▶ [Information supplied]
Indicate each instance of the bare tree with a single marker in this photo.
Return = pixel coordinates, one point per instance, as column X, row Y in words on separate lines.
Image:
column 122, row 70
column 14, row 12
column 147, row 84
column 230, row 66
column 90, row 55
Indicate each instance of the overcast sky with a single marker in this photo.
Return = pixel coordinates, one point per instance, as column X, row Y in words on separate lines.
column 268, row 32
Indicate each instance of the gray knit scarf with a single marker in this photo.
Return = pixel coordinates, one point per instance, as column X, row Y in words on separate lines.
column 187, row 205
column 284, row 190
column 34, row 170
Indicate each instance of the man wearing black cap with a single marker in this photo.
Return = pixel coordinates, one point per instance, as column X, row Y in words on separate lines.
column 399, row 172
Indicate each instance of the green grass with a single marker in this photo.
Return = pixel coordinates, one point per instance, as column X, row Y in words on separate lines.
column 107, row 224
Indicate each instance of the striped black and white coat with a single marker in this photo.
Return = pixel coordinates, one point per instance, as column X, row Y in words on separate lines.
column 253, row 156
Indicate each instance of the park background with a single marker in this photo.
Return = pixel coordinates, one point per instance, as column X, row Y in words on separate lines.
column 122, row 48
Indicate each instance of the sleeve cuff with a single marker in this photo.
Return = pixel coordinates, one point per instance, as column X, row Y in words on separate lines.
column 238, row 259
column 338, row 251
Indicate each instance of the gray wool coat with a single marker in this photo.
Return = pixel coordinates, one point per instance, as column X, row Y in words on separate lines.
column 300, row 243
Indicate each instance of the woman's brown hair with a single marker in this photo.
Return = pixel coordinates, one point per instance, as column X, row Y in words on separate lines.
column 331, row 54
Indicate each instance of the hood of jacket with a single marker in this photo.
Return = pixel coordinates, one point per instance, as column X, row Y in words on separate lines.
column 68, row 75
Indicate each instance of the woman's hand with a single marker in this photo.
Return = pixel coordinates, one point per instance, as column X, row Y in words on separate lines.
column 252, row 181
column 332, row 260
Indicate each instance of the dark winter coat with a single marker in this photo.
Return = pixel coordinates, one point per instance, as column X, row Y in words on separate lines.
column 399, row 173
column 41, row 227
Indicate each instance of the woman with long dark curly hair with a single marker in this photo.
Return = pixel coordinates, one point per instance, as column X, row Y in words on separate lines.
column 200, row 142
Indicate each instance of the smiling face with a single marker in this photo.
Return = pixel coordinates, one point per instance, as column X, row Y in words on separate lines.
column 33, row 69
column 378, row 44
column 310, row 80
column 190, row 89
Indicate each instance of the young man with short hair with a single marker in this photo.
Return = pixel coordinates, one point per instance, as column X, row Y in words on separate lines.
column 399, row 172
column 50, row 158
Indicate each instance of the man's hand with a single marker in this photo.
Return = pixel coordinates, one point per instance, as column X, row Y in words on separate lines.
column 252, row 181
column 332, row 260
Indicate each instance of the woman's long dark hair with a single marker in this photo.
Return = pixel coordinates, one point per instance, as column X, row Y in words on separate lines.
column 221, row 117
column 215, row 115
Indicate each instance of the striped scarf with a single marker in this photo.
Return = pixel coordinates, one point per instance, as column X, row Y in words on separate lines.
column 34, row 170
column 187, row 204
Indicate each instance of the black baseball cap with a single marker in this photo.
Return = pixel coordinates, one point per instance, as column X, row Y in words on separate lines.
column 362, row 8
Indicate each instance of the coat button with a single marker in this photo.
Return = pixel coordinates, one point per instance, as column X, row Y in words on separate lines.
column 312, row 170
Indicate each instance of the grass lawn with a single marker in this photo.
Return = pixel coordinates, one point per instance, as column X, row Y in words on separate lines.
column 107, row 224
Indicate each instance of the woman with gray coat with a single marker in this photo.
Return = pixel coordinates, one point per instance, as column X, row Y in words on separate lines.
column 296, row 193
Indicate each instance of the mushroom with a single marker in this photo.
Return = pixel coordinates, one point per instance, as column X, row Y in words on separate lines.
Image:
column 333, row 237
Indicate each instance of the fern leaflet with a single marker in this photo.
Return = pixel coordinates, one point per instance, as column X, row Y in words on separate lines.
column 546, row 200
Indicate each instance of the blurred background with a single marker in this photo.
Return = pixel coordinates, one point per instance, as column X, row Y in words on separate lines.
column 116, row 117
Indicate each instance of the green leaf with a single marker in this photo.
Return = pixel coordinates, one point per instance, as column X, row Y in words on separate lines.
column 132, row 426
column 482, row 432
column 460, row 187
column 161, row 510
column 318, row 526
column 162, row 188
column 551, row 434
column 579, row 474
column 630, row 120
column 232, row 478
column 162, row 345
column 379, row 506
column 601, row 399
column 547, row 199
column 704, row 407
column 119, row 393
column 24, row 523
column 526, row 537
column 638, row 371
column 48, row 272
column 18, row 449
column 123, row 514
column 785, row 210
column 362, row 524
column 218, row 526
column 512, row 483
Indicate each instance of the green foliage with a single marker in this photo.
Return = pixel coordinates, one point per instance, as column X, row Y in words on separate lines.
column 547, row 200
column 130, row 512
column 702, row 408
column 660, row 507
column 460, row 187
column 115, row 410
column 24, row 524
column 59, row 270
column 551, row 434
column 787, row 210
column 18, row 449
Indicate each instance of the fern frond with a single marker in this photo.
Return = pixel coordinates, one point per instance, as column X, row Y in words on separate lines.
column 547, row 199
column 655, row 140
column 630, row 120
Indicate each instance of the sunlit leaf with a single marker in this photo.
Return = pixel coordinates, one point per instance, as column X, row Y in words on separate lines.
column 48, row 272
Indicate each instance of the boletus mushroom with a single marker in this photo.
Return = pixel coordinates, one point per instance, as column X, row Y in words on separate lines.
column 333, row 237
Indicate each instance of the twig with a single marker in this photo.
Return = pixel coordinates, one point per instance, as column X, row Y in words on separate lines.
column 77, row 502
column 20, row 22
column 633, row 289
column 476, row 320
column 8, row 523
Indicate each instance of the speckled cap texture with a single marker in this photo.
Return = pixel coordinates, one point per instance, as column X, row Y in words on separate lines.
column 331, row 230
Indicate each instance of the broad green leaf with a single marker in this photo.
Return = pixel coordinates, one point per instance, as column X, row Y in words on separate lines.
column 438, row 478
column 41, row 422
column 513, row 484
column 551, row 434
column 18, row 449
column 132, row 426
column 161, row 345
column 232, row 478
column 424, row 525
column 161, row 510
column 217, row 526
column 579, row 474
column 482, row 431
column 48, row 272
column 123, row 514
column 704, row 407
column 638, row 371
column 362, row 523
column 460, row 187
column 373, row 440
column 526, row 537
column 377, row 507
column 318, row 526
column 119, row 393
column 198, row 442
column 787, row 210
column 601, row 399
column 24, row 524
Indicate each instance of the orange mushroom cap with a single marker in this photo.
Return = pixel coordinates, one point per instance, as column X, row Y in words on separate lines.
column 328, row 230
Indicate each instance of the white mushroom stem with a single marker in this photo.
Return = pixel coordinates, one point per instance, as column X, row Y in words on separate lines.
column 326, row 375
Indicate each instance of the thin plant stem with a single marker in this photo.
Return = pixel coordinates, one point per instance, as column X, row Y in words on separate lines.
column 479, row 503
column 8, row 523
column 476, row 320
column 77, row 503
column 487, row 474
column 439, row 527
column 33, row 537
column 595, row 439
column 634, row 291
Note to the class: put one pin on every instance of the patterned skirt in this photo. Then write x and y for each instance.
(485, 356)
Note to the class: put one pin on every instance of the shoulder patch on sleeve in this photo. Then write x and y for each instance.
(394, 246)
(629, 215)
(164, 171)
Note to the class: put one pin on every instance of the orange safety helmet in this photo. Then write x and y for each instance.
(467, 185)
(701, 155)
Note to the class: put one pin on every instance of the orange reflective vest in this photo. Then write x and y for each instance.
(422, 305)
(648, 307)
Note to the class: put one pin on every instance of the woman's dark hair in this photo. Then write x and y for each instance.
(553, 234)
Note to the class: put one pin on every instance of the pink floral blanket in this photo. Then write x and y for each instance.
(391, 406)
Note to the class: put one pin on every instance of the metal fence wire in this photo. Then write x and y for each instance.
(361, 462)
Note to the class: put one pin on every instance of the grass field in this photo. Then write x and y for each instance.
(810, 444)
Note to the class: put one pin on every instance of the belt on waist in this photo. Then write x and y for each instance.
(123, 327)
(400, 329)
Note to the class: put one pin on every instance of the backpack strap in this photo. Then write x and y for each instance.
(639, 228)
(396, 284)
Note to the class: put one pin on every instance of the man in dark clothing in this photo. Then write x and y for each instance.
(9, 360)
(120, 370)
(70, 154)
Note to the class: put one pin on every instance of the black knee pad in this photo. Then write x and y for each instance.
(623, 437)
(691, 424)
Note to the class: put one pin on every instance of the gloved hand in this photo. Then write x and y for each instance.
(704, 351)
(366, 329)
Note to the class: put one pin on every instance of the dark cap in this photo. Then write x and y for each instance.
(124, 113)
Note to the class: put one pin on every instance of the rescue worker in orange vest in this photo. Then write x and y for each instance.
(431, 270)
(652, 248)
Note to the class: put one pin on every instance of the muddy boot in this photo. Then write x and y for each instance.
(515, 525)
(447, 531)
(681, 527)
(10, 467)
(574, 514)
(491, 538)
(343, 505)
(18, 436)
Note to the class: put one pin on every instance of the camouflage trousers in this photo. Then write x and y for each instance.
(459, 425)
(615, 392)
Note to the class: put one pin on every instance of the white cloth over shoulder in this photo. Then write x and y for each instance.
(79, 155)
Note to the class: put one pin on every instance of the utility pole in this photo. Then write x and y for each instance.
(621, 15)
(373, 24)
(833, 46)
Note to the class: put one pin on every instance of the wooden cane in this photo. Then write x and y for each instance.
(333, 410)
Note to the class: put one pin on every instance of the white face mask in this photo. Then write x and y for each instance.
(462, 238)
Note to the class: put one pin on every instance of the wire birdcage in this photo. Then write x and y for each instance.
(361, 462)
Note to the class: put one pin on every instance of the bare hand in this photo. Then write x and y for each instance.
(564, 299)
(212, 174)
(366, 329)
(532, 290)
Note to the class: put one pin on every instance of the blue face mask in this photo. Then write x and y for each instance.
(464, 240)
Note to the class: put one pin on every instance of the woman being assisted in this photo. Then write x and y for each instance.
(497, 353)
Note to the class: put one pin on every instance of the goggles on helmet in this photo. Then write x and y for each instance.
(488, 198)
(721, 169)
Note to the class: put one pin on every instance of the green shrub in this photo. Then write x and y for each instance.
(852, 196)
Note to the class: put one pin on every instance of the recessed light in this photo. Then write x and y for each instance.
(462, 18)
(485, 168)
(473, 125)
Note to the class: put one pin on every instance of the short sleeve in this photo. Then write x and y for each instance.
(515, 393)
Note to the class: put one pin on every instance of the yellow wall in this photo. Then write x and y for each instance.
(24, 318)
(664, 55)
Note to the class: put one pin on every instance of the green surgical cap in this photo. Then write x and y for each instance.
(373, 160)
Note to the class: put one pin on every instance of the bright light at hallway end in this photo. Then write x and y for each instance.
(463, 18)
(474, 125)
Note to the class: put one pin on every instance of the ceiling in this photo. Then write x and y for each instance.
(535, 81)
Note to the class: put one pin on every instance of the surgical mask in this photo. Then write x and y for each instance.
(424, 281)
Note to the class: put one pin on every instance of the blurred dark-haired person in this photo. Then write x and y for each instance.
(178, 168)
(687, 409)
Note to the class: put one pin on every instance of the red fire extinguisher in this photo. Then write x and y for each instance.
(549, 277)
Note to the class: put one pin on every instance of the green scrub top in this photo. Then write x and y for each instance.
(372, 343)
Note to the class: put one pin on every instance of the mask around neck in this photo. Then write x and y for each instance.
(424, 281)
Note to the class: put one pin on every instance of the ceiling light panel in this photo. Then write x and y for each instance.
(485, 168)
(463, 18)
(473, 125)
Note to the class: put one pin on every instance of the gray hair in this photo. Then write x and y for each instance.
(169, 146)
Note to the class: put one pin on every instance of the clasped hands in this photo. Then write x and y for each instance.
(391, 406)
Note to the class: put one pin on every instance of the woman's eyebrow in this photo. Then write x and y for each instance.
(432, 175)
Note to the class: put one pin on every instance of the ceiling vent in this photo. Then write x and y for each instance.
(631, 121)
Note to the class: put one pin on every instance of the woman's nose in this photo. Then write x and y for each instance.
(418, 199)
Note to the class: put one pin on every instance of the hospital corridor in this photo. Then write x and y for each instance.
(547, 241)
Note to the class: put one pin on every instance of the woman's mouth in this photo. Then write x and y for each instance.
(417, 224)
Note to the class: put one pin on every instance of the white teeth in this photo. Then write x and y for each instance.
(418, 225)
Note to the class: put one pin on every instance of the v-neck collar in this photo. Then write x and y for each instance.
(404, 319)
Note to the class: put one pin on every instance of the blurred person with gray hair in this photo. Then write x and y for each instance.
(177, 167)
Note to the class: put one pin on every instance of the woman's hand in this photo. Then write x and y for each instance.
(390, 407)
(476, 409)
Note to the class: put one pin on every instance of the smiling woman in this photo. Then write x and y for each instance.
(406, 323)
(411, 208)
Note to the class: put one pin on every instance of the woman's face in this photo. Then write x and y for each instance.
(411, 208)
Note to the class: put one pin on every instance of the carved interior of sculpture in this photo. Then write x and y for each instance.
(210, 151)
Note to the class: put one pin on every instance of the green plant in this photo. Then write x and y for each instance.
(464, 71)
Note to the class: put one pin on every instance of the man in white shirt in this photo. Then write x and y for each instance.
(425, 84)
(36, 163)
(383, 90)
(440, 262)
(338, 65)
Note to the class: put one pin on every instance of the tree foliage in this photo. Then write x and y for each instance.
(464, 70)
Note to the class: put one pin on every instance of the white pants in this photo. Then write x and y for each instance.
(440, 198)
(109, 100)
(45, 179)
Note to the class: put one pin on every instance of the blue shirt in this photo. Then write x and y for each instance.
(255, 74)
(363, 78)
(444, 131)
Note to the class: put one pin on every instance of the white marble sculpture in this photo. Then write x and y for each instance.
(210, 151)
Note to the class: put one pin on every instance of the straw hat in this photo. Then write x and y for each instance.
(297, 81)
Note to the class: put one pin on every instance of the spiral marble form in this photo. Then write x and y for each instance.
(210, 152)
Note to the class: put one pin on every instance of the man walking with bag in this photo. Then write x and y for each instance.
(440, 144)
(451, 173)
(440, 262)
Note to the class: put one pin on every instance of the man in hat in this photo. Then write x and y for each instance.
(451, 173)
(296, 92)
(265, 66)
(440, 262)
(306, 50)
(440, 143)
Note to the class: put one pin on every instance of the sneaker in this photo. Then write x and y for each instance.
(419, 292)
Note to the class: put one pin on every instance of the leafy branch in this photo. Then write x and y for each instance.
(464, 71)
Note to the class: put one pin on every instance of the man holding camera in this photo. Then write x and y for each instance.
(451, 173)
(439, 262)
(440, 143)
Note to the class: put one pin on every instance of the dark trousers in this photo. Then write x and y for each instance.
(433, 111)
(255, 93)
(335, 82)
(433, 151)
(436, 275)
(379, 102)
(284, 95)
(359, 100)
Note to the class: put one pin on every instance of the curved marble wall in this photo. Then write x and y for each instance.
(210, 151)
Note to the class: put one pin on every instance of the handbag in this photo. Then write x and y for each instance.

▶ [Exercise aim] Find how many lines of the entries include the word "mushroom". The number is the entire reply.

▶ [Answer to the problem] 4